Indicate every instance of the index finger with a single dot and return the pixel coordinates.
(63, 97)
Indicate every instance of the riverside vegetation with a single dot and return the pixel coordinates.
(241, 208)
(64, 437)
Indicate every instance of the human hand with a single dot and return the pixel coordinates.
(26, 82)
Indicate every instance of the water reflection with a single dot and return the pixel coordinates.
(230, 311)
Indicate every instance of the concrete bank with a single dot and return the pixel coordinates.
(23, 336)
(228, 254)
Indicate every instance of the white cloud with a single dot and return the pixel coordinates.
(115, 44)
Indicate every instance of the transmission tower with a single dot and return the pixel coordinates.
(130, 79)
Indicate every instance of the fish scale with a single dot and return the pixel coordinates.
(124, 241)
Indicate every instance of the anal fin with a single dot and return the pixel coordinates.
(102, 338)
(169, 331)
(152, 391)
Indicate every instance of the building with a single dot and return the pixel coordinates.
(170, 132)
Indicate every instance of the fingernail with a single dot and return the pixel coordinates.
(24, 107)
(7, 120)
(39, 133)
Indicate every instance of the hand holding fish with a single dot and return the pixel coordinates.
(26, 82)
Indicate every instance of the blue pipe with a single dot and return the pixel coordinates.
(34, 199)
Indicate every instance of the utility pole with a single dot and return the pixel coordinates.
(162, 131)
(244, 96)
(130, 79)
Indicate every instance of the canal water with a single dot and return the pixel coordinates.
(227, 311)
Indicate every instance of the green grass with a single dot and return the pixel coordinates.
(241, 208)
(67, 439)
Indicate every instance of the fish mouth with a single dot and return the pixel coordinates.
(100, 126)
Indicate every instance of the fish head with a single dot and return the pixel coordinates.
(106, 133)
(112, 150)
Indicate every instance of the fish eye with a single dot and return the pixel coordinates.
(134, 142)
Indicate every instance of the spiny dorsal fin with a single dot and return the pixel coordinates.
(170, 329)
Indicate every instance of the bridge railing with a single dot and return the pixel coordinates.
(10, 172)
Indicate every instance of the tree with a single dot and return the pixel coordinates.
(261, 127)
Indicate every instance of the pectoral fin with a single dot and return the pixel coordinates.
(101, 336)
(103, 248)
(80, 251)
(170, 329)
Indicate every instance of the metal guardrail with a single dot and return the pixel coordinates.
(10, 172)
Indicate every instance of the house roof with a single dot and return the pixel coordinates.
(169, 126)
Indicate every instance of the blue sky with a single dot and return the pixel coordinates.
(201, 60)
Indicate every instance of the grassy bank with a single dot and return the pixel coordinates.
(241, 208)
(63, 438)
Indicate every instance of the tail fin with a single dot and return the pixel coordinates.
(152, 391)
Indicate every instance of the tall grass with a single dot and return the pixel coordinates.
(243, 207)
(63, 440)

------------------------------

◆ What needs to be done:
Output all of the material above as a two-column CSV with the header row input,output. Give one row per entry, with its text under input and its answer under output, each in a single quoted field and any line breaks replaced by spaces.

◆ Solution for this problem:
input,output
"Indicate every instance of the index finger with a single dot and return the pixel coordinates.","(63, 97)"
"Indicate every instance of the riverside vegetation with a single dot and return the pixel coordinates.","(241, 208) (64, 437)"
"Indicate every instance of the human hand with a single dot and return the pixel coordinates.","(26, 82)"
"Indicate every instance of the water reflection with a single dot and return the pixel coordinates.","(230, 311)"
"Indicate every instance of the concrete bank with a single dot and return the pixel coordinates.","(23, 336) (228, 254)"
"Indicate every instance of the white cloud with a single dot and return the pixel coordinates.","(115, 44)"
"Indicate every instance of the transmission tower with a single dot and return the pixel coordinates.","(130, 79)"
"Indicate every instance of the fish scale with a single dot and return the pixel coordinates.","(124, 241)"
"Indicate every instance of the anal fin with a single dot and return the pixel coordinates.","(102, 338) (169, 331) (152, 391)"
"Indicate every instance of the building with a single dot and return the pixel coordinates.","(170, 132)"
"Indicate every instance of the fingernail with a single dot and return the pixel coordinates.","(24, 107) (7, 120) (39, 133)"
"Indicate every instance of the hand holding fish with a single dot and return the pixel coordinates.","(26, 82)"
"Indicate every instance of the blue pipe with a single dot and return the pixel coordinates.","(34, 199)"
"Indicate every instance of the utility pole with a single dot and return the pixel coordinates.","(162, 131) (244, 96) (130, 79)"
"Indicate every instance of the canal water with a single dot and return the pixel coordinates.","(227, 311)"
"Indicate every instance of the green grass with a single dot and return the pixel coordinates.","(241, 208) (67, 439)"
"Indicate every instance of the fish mouth with a single dot and return the pixel coordinates.","(100, 126)"
"Indicate every instance of the fish head with a single dot and return the pixel coordinates.","(106, 133) (112, 150)"
"Indicate every instance of the fish eye with a single dot and return the pixel coordinates.","(134, 142)"
"Indicate every instance of the spiny dorsal fin with a single dot and return the pixel coordinates.","(170, 329)"
"Indicate every instance of the bridge railing with a single dot and return the pixel coordinates.","(10, 172)"
"Indicate every instance of the tree with a single dot and return the pixel coordinates.","(261, 127)"
"Indicate every instance of the pectoral fin with a single dot and return the pixel coordinates.","(101, 336) (103, 248) (80, 251) (170, 329)"
"Indicate every instance of the metal guardrail with a single dot and return the pixel coordinates.","(10, 172)"
"Indicate every instance of the house roof with a single dot and return the pixel coordinates.","(169, 126)"
"Indicate every instance of the blue sky with a single dot and return the pixel coordinates.","(201, 60)"
"Indicate every instance of the grassy bank with a single dot and return the pixel coordinates.","(241, 208) (63, 438)"
"Indicate every instance of the tail fin with a single dot and return the pixel coordinates.","(152, 391)"
"Indicate every instance of the tall grass with a single dot and return the pixel coordinates.","(243, 207) (63, 440)"